Ziel der Aufgabe
Wer vermittelte laut dem Redebeitrag zum Ostermarsch im März und April 2022 bei den Verhandlungen zwischen Russland und der Ukraine?

··· Textblock ···

Redebeitrag für den Ostermarsch in Freiburg am 28. März 2024

 

- Es gilt das gesprochene Wort -

 

Liebe Freundinnen und Freunde,
der Krieg in Europa ist zur alltäglichen Realität geworden. Wir haben uns fast schon daran gewöhnt. Nach dem 2. Weltkrieg waren sich alle einig: Nie wieder Faschismus, nie wieder Krieg. Beides bedroht uns nun erneut. Während in den letzten Wochen und Monaten viele in Deutschland mit der Parole „Nie wieder ist jetzt“ auf die Straße gehen und – zu Recht – gegen immer lauter werdende Rechte und Nazis protestieren, fragen wir uns: Wo bleiben die Massen, um den uns alle bedrohenden Militarismus zurückzuweisen?

Der Krieg, der seit über 2 Jahren in der Ukraine Tod, Leid und Zerstörung bringt – darüber sind wir uns einig – ist völkerrechtswidrig und – wie jeder Krieg – ein Verbrechen an seinen Opfern.

Von allen, die dafür Verantwortung tragen, fordern wir, für einen sofortigen Waffenstillstand zu sorgen. Von Präsident Putin, aber ebenso von Präsident Selenskyj, von Präsiden Biden und all den anderen. Werden Sie endlich ihrer Verantwortung gerecht und beenden Sie diesen Krieg !

Wie in jedem Krieg, in jedem Konflikt gibt es auch hier mindestens 2 Seiten.

Wenn ich behaupte, dass auch der Westen, dass die NATO und somit auch die deutsche Regierung mitverantwortlich sind für diesen Krieg, wird mir das schnell als Putinpropaganda ausgelegt.

Aber die Weigerung, die eigenen Anteile an dieser sich abspielenden Katastrophe zu sehen, beraubt uns der Chance, einen wichtigen Beitrag zu ihrer Beendigung zu leisten.

Ich will hier nur zwei Aspekte anführen, der es offensichtlich macht, dass der Westen aktiv dazu beigetragen hat, den Krieg zu eskalieren und Chancen für eine friedliche Beilegung hintertrieben hat.

Nachdem im März und April 2022, schon bald nach dem Einmarsch Russlands, Verhandlungen zwischen Russland und der Ukraine sowohl unter Vermittlung der Türkei als auch des damaligen Israelischen Ministerpräsidenten Naftali Bennett weit fortgeschritten waren und sich eine Einigung abzeichnete, die weitreichende Sicherheitsgarantien für Russland und im Gegenzug den Rückzug russischer Truppen hinter die Grenzen vor dem 24. Februar beinhaltenden, wurde die Einigung von westlichen Regierungen unterbunden. Das ist inzwischen hinreichend belegt und nicht mehr zu leugnen. Das Ende des Krieges wurde von westlichen Regierungen zu diesem Zeitpunkt nicht gewollt, stattdessen sollte die Ukraine mit westlicher Unterstützung dafür sorgen, dass Russland dauerhaft militärisch, wirtschaftlich und politisch geschwächt wird. Dafür bezahlen die Ukrainerinnen und Ukrainer einen unerträglich hohen Preis.

··· Angezeigte Daten ···

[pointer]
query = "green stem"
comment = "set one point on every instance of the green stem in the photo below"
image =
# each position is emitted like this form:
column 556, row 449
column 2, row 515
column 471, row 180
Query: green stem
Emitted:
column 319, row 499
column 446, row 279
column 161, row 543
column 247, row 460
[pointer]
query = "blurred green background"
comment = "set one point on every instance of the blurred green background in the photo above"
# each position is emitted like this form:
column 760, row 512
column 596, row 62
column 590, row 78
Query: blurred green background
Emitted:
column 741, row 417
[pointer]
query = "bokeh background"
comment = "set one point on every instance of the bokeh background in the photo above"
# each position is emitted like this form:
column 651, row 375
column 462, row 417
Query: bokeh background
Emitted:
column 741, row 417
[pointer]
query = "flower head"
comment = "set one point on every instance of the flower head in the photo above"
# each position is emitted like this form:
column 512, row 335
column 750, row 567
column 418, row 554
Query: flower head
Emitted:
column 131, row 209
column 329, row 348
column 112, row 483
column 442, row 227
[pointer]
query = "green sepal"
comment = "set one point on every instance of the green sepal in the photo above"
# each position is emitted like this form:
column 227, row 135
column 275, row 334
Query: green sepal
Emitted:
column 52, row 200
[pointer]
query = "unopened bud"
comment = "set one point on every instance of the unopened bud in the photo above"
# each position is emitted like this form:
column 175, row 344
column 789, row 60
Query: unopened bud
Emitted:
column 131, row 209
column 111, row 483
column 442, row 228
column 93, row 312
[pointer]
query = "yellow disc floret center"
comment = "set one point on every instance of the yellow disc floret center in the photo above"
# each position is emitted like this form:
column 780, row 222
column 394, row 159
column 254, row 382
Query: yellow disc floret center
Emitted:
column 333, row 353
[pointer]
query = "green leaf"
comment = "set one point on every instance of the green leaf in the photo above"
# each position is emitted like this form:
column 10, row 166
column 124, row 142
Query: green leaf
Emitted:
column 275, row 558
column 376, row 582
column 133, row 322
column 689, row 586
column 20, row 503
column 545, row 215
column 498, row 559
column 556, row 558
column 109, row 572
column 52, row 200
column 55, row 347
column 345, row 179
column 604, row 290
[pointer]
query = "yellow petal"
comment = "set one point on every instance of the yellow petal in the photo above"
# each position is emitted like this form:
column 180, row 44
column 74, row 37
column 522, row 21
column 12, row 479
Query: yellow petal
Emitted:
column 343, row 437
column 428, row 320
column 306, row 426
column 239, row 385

···

Die erledigte Aufgabe
Die Türkei und der damalige israelische Ministerpräsident Naftali Bennett.